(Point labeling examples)

^^^^^^^^

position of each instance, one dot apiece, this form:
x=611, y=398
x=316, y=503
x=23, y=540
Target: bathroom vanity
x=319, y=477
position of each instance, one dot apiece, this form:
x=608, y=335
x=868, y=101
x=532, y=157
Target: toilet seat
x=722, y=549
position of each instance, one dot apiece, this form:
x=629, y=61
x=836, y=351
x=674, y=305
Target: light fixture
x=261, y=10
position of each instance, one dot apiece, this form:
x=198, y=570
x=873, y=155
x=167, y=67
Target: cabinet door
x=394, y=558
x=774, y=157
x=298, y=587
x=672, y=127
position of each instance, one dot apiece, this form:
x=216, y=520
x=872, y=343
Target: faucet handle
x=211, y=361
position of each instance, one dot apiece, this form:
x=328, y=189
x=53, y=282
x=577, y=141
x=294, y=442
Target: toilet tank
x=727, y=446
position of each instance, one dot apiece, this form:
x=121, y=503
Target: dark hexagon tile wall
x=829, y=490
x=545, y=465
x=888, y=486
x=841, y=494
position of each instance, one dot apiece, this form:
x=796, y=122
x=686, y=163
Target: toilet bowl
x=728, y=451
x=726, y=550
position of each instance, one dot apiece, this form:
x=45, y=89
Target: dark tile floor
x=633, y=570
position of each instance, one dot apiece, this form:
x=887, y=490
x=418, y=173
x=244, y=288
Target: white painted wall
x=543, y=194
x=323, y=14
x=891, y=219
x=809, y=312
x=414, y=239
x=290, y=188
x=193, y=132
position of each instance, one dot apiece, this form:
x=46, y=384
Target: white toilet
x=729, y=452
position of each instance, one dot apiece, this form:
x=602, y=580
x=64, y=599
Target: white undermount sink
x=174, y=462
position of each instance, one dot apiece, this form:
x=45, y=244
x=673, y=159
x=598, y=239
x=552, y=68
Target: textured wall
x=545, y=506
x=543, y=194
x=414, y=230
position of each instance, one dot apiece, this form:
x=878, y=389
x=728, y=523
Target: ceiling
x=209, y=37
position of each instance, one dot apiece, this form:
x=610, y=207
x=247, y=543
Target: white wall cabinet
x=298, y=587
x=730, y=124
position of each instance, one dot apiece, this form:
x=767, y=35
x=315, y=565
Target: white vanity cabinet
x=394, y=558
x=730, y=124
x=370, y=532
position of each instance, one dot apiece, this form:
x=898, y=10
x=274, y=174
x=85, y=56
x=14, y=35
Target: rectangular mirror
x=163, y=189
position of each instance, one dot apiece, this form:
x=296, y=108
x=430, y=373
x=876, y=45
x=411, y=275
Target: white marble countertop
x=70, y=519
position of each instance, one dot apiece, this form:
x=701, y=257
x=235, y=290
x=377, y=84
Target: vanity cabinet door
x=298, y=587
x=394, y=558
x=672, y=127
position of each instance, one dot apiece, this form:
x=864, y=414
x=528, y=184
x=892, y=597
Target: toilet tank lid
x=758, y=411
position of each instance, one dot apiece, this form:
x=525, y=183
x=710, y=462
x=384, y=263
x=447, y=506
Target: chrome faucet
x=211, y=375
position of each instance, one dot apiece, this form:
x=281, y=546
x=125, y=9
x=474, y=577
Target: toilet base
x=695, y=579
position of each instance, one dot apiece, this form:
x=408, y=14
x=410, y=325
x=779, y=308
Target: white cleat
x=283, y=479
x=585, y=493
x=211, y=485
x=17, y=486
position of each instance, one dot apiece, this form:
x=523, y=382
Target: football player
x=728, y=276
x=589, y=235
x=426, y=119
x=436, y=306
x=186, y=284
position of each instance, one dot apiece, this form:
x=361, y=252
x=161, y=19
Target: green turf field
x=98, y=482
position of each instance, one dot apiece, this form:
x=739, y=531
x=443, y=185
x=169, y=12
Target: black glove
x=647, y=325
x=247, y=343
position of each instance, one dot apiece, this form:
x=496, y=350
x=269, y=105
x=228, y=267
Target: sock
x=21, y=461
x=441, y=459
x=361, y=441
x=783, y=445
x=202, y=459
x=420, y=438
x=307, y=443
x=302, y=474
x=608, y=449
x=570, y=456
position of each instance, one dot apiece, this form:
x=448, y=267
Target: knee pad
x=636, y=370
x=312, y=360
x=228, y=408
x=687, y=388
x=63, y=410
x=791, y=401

^^^^^^^^

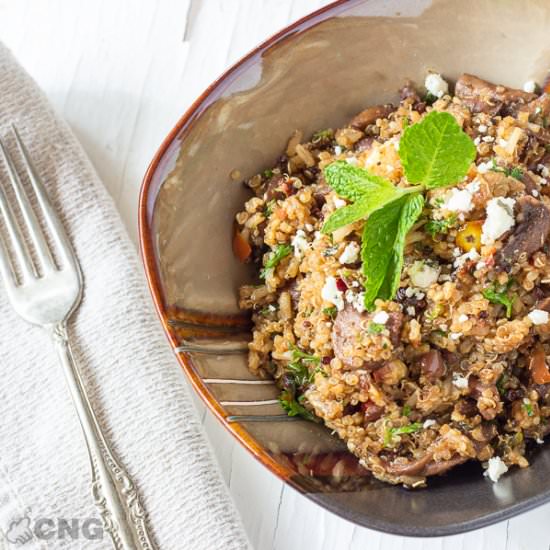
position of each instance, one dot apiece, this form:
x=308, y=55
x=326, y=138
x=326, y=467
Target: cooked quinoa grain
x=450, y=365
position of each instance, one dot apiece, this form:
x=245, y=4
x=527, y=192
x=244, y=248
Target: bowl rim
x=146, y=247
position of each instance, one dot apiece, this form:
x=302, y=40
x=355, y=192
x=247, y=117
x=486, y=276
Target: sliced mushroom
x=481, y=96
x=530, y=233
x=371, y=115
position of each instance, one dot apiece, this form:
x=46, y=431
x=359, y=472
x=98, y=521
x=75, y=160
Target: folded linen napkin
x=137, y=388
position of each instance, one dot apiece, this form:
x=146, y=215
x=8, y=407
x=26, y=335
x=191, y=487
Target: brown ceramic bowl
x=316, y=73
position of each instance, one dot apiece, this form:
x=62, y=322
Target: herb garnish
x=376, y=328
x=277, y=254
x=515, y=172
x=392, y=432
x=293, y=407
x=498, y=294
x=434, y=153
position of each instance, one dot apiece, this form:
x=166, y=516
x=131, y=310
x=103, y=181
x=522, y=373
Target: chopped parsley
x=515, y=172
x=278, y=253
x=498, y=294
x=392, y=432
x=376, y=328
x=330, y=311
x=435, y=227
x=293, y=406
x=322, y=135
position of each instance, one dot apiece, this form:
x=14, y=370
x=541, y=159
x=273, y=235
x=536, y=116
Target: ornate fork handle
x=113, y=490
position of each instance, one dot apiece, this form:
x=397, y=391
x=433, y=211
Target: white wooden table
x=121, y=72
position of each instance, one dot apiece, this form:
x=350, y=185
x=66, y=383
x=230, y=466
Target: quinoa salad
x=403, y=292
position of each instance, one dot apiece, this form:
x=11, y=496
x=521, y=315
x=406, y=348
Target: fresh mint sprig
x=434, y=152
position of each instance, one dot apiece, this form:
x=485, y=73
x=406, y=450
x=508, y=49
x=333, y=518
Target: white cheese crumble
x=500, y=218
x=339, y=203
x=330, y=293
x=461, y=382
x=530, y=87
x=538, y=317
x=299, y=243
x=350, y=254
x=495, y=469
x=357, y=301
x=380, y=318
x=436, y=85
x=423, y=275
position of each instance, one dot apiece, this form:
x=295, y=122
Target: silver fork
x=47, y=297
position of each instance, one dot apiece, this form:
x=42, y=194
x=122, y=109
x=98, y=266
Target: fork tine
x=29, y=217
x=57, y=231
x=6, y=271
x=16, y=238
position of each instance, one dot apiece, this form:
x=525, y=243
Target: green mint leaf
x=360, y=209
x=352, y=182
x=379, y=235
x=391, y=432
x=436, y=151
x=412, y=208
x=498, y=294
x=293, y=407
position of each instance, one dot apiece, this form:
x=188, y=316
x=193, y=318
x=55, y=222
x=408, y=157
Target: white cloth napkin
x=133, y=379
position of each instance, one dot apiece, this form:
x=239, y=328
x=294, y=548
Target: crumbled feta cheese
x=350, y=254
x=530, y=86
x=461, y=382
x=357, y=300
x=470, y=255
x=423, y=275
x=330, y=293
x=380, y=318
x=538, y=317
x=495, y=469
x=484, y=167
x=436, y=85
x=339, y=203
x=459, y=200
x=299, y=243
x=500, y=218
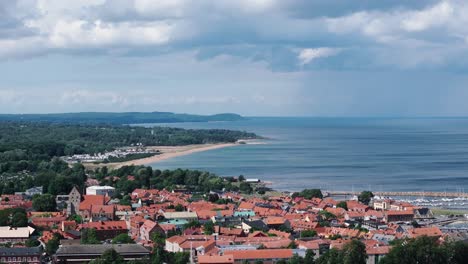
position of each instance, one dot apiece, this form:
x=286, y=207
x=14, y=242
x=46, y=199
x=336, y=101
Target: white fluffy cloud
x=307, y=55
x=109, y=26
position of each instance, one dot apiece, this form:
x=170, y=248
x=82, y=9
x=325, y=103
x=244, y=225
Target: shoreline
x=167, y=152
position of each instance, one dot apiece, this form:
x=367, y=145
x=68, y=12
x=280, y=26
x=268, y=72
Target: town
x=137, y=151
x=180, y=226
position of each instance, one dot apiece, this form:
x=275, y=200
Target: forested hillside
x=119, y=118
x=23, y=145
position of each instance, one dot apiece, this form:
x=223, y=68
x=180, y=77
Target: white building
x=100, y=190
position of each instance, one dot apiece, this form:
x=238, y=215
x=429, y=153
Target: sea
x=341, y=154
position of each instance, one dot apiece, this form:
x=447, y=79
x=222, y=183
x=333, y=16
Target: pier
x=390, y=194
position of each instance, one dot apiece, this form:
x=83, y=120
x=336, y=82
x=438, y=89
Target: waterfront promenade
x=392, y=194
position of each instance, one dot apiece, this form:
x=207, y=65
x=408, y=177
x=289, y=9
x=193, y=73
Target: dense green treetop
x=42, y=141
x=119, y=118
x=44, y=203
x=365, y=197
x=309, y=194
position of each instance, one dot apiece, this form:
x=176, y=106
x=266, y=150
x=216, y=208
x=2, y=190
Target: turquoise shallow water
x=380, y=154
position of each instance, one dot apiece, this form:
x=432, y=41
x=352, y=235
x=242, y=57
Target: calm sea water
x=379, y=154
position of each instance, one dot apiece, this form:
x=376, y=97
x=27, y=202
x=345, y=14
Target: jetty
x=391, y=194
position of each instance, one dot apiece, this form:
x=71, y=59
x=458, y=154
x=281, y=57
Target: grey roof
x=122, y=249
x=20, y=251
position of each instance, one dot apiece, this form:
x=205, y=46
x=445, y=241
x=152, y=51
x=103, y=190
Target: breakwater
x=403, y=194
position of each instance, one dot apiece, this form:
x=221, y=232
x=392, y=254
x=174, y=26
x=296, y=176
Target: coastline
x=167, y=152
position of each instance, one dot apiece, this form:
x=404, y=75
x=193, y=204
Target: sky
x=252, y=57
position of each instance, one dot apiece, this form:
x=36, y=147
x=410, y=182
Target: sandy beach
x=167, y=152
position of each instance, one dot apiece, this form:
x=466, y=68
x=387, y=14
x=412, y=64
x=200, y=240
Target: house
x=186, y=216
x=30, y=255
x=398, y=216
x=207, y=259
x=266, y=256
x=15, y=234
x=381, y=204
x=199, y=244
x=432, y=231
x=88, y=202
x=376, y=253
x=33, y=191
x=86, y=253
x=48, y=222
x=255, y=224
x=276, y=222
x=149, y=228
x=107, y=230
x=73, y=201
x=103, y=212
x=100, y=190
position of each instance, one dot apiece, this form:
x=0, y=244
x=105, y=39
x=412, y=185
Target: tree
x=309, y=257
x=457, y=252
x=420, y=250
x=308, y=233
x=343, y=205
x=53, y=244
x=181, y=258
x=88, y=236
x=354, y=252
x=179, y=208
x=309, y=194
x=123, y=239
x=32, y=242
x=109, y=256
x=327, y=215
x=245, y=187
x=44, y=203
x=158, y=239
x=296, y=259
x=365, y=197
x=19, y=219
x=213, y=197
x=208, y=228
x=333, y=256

^^^^^^^^

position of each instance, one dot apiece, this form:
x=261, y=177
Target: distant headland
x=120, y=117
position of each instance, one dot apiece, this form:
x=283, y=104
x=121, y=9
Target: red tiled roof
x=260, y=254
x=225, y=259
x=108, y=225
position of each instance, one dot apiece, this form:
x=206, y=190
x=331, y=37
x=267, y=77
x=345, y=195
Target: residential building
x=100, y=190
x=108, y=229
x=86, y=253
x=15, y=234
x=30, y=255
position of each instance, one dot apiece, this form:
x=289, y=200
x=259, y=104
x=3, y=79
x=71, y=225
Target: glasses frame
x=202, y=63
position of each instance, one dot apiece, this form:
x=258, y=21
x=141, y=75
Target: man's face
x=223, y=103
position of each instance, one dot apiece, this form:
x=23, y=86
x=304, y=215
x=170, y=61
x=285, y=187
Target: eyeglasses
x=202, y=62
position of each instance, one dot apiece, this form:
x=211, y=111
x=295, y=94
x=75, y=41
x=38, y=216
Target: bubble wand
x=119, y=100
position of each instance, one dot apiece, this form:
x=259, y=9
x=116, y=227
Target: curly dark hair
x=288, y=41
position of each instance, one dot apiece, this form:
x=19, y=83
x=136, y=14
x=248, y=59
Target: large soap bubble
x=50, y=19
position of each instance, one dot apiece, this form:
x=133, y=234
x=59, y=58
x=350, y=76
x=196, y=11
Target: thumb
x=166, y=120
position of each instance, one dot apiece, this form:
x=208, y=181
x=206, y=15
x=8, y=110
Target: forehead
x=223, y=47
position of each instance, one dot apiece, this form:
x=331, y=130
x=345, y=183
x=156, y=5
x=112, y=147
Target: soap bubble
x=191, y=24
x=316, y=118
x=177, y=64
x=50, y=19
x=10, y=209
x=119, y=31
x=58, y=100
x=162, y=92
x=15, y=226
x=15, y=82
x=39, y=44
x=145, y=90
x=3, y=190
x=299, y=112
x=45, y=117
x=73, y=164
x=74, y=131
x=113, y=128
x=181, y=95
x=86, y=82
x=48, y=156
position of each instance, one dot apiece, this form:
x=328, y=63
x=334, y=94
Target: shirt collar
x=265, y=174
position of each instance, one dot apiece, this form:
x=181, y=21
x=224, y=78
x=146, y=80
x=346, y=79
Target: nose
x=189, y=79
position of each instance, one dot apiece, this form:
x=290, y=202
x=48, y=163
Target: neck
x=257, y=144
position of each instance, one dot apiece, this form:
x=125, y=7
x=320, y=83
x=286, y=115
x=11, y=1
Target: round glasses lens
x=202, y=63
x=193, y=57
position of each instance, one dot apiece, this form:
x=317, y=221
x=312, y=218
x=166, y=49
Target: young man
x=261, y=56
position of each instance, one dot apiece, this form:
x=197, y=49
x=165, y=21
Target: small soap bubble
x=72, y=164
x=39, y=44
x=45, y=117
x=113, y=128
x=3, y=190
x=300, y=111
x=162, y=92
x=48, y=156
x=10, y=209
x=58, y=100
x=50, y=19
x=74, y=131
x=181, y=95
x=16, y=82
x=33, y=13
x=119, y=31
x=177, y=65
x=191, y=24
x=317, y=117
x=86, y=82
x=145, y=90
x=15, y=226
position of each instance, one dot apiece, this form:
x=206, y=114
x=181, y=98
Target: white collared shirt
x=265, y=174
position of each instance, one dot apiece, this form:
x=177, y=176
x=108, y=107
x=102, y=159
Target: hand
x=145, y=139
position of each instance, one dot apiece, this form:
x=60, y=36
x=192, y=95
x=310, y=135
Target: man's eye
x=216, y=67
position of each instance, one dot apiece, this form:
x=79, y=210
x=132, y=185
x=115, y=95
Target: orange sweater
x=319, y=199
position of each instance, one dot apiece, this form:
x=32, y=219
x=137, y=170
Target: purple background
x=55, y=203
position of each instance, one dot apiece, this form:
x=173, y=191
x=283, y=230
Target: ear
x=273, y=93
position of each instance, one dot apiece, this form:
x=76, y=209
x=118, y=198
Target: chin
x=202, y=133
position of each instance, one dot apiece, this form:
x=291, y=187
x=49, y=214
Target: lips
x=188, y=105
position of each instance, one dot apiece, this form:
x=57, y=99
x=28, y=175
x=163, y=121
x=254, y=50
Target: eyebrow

^^^^^^^^

**PROBLEM DESCRIPTION:** Count the lines in the rows above that contain the string "mint", with case counting, and reply with only that number.

**TASK RESPONSE:** 2